(Dataset rows)
--------------------------------

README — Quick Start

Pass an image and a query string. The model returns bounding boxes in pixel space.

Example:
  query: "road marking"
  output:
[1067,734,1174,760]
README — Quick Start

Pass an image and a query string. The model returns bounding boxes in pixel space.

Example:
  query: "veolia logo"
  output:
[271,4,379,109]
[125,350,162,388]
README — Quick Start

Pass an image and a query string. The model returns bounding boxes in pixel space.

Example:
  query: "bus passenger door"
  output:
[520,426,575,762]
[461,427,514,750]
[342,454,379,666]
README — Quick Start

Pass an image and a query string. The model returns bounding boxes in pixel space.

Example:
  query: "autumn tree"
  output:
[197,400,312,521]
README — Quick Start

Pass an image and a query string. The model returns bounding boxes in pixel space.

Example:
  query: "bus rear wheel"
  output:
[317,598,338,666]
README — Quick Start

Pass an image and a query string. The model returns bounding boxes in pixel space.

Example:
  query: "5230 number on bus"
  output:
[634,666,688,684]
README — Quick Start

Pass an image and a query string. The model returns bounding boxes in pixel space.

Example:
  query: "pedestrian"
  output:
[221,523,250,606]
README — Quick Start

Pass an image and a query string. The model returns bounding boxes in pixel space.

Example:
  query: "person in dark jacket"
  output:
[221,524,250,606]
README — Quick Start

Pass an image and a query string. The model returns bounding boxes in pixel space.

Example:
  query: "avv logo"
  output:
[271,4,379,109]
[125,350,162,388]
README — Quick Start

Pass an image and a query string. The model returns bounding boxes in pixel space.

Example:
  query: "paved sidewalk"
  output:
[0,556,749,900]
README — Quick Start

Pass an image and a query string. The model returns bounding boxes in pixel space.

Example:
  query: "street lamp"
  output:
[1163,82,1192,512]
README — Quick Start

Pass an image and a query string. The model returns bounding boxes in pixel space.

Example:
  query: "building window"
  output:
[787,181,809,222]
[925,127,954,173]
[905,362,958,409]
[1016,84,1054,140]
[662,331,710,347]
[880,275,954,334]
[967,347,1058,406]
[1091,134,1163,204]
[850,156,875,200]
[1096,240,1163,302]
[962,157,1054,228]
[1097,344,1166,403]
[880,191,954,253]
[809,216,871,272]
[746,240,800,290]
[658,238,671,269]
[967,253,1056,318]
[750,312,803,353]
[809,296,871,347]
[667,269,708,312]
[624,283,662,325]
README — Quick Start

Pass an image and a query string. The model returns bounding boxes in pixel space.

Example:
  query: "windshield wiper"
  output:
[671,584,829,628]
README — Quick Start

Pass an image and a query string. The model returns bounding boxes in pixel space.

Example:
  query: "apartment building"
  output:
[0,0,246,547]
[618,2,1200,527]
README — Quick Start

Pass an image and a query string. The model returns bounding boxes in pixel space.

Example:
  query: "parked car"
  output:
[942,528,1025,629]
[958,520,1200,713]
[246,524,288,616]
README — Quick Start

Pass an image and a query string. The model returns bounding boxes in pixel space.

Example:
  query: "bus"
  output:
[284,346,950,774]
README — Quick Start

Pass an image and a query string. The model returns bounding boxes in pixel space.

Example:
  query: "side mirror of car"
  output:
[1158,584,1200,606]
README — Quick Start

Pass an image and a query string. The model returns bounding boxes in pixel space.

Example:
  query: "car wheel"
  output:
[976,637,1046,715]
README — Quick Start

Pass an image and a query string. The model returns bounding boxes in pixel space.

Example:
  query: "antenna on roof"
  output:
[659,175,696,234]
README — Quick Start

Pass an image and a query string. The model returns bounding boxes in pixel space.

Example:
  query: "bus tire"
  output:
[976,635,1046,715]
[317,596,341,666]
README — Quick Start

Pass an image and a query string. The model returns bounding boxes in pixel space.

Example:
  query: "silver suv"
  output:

--------------------------------

» STATED GOAL
Write out every row above word for word, keeping each line unchanged.

» FINISHED EXERCISE
README — Quick Start

Pass an image and a query string. The model returns bounding boxes in pixel space.

Example:
  query: "road marking"
  output:
[1067,734,1174,760]
README — Quick Start

Pass an image and a query string. The model returns bounding boxes in pixel space.

Example:
  query: "veolia logo"
  output:
[271,4,379,109]
[125,350,162,388]
README — Quick Start

Pass an image and a query string. The model returns bounding boxes in pixel space.

Example:
  query: "bus passenger door"
  output:
[520,426,575,762]
[461,427,514,750]
[342,454,379,666]
README — Quick Start

Pass an image and a query string. The model returns bounding boxes in pixel space.

Example:
  query: "autumn tree"
  output:
[197,400,312,521]
README — Quick Start

Pass an image and a query string. The model returns bounding boxes in pixel space.

Example:
  query: "bus rear wheel"
  output:
[317,598,338,666]
README — Quick Start

Pass an image and a query string. The model returns bounding boxes in pixel space.

Example:
  query: "5230 number on bus"
  output:
[634,666,688,684]
README — Quick Start

Pass an image and a query string. The model returns bounding boxes in pixel space.

Example:
  query: "pedestrian"
  output:
[221,523,250,606]
README — Quick Start

Pass an image and a query string. The model returns bounding boxes in pixel space.

Example:
  query: "person in dark jacket"
  output:
[221,524,250,606]
README — Quick Start

Pass an image and a query string. The model returns bounding boxes in pixel space.

Example:
  query: "avv logo"
  output:
[271,4,379,109]
[125,350,162,388]
README — Quick Start

Pass an image and a query string. The model returns bounding boxes in pixel space.

Example:
  query: "paved sidewalk"
  output:
[0,556,749,900]
README — Quick Start

Pass an image and a query string. The model returns bounding boxes in pixel space.

Example:
  query: "street lamp"
  output:
[1163,82,1192,512]
README — Quick Start

Pass an image and a query string. The model returns bounding boxes in pixel space.

Example:
  query: "building window"
  output:
[787,181,809,222]
[925,127,954,173]
[905,362,958,409]
[1016,84,1054,140]
[662,331,710,347]
[880,275,954,334]
[967,347,1058,406]
[1091,134,1163,204]
[850,156,875,200]
[1096,240,1163,302]
[962,157,1054,228]
[1097,344,1166,403]
[880,191,954,253]
[809,216,871,272]
[746,240,800,290]
[658,238,671,269]
[967,253,1056,318]
[750,312,803,353]
[809,296,871,347]
[667,269,708,312]
[624,283,662,325]
README — Quick Start

Pass an image and a query string. The model returns bounding boxes in pixel space.

Example:
  query: "windshield wiper"
  output:
[671,584,829,628]
README — Quick Start

Pass an image and a query string. The model returns bounding boxes in pixel space.

Example:
  query: "apartment building"
  output:
[0,0,246,547]
[618,2,1200,527]
README — Quick Start

Pass an image and a query string. The model returns bounding boxes in pixel space.

Example:
  query: "parked car"
  output:
[942,528,1025,629]
[958,520,1200,713]
[246,524,288,616]
README — Quick Start

Pass an image and a query string. The model returns bounding boxes in pixel space.

Example:
  query: "bus"
  output:
[284,346,950,774]
README — Quick Start

Pass an image and a query string. The model returns bounding boxes in pixel space.

Example:
  query: "side mirror of car"
  output:
[1158,584,1200,606]
README — Quick Start

Pass an image and a query string. The model returns bounding boxes in pixel space.

Example:
  query: "car wheel"
  output:
[976,637,1046,715]
README — Quick Start

Pass an image and a query string. The model returns bounding boxes in pixel space.

Example:
  query: "antenna on roof"
  output:
[659,175,696,234]
README — Quick Start

Pass an image and a query string. The model returns bounding boxes in pixel space.

Example:
  query: "bus tire"
  output:
[976,635,1046,715]
[317,596,341,666]
README — Quick Start

Pass an image and a query string. The model returns bounding boxes in pixel space.

Example:
  query: "silver suv"
  output:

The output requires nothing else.